TESTO PROPOSTO:
• • • • • • •

Funny Dunny – The Waiting Grounds

Funny Dunny - The Waiting Grounds: Se c'è una cosa che non si dovrebbe mai fare prima di parlare di un disco è quella di aver letto ciò che ne hanno scritt...

Funny Dunny – The Waiting Grounds

Se c’è una cosa che non si dovrebbe mai fare prima di parlare di un disco è quella di aver letto ciò che ne hanno scritto altri, e se poi questi altri corrispondono al nome dell’ottimo Manuel Giatiani di Rumore, certe intuizioni che si volevano far proprie vengono subito a decadere.

Mettiamola così, anch’io come il suddetto avrei voluto introdurre la mia recensione descrivrendo questo quintetto dalla foto che campeggia sulla copertina dell’album perchè, in questo caso più che in altri, dai visi, dall’abbigliamento e dalla strafottenza di chi vi compare si può capire cosa si andrà ad ascoltare poggiando la puntina sui solchi di questo “The Waiting Grounds”.
Pazienza, che ci volete fare mi toccherà parlare “solo” di musica, che poi è quello che dovrei fare, ma, chi mi legge lo sa, a me un po’ di sana coloritura alle mie righe piace proprio darla e vabbè sarà per la prossima volta.
Ah già, dovevo parlare di musica, e, nel caso dei Funny Dunny, si può tranquillamente dire: e che musica!

• • • • • • •

CONSEGNA 1:
Per favore, ricopia parola per parola la recensione, tutto ciò che va da "Mettiamola così, anch’io" giù fino a "e che musica!".
CONSEGNA 2:
Secondo la recensione, per quale testata scrive Manuel Giatiani?
CONSEGNA 3:
Prosegui la recensione del disco dei Funny Dunny dal punto in cui si ferma.
L'elenco seguente non ha alcun legame con la recensione.

BLOCCO DATI:

• • • • • • •

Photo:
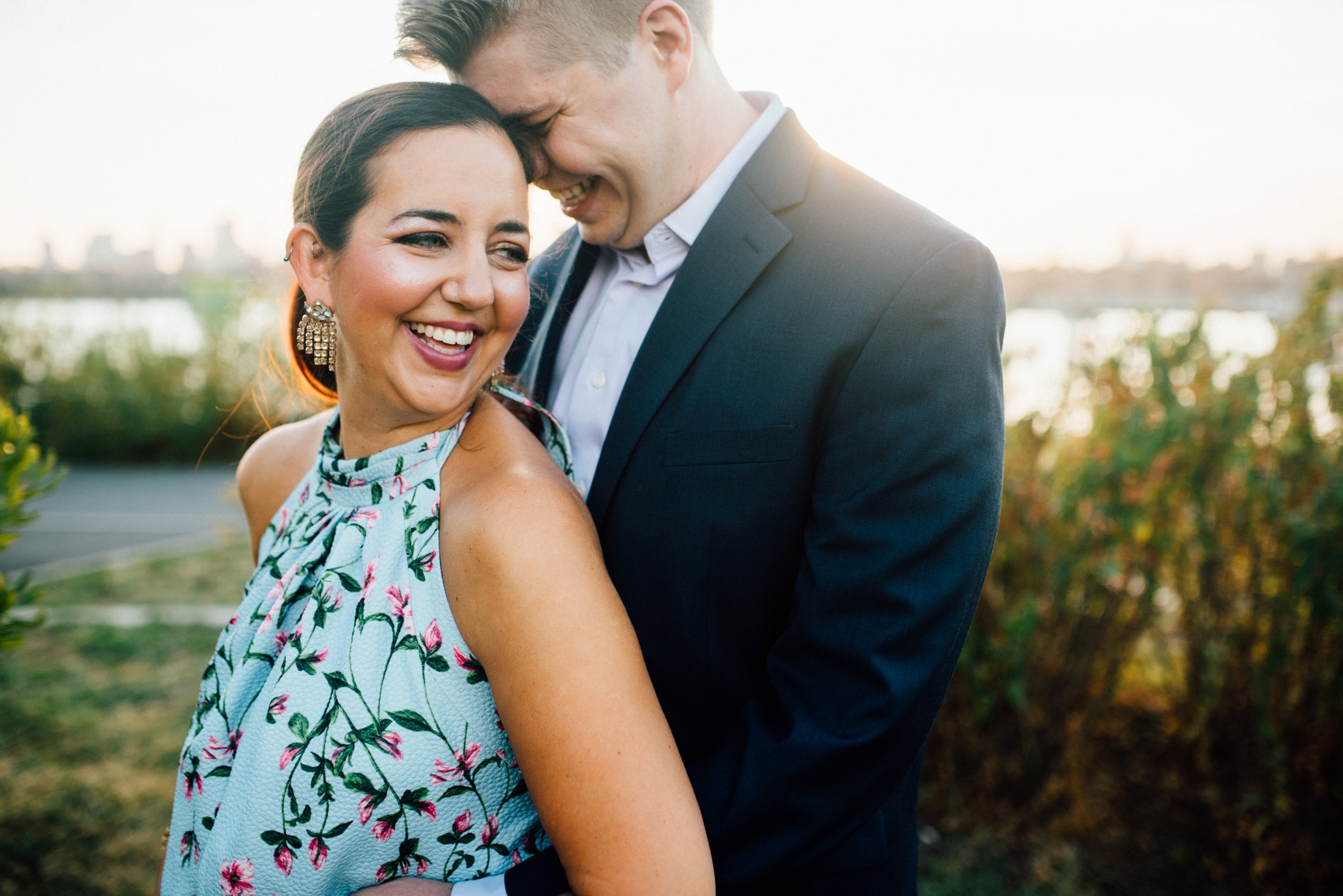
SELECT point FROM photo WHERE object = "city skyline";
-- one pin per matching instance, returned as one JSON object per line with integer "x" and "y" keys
{"x": 1197, "y": 129}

• • • • • • •

SOLUZIONE 1:
Mettiamola così, anch’io come il suddetto avrei voluto introdurre la mia recensione descrivrendo questo quintetto dalla foto che campeggia sulla copertina dell’album perchè, in questo caso più che in altri, dai visi, dall’abbigliamento e dalla strafottenza di chi vi compare si può capire cosa si andrà ad ascoltare poggiando la puntina sui solchi di questo “The Waiting Grounds”.
Pazienza, che ci volete fare mi toccherà parlare “solo” di musica, che poi è quello che dovrei fare, ma, chi mi legge lo sa, a me un po’ di sana coloritura alle mie righe piace proprio darla e vabbè sarà per la prossima volta.
Ah già, dovevo parlare di musica, e, nel caso dei Funny Dunny, si può tranquillamente dire: e che musica!

SOLUZIONE 2:
Per Rumore.

SOLUZIONE 3:
Dieci pezzi di grande garage punk’n’roll che riconciliano con l’esistenza e, a chi mi obbietterà che non sono nulla di innovativo, risponderò con una sentita e sonora pernacchia.
Segnalo, giusto per dovere di cronaca, due pezzi per facciata che si stagliano sugli altri rimarcando però che lo standard generale del disco è davvero molto alto.
Sul lato a menzione d’obbligo per la splendida “Don’t believe it” che sposta il calendario agli anni ottanta e alla riscoperta di quel suono garage che solo le menti più rattrappite potevano aver dimenticato e per lo strumentale “Mugello’s theme” che, introdotto dal vociare e tintinnare di bicchieri tipico di un bar di dubbia moralità, evoca le spericolate peripezie di motociclisti infoiati;
a dire il vero con il suo incidere per più di veder girare un Giacomo Agostini che un Valentino Rossi e questo, per chi scrive, non può essere che un grande complimento.
Sul lato b invece primeggiano di un’icollatura il rhytm’n’blues di “Zizinzi” e la grintosa riproposizione di uno standard quale “She said yeah”.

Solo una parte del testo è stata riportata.